(Stored items from a collection)
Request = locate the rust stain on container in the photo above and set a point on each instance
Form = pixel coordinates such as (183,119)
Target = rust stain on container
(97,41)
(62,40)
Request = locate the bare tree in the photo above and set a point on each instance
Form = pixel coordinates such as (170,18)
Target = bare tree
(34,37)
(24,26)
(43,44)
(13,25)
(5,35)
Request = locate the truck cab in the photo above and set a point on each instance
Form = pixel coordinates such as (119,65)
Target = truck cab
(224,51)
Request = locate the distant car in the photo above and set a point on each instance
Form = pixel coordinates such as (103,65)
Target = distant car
==
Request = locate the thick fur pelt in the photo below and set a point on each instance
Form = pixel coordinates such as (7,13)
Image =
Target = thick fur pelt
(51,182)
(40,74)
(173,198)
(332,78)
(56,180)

Goal >>
Copy the stretch from the line containing "Request = locate the bare" through the line containing "Target = distant car", substituting "occurrence" for "instance" wherever it appears and changing nothing else.

Response to this task >>
Request = locate the bare tree in the photo above and set a point on each occurrence
Form = pixel coordinates such as (170,18)
Target = bare tree
(34,37)
(24,26)
(43,44)
(13,25)
(5,35)
Request = locate the truck cab in the photo above and set a point on each occurrence
Form = pixel coordinates such as (119,65)
Target = truck cab
(224,51)
Request = locate the distant car in the photo above and set a point on each occurrence
Form = pixel coordinates such as (103,65)
Target = distant car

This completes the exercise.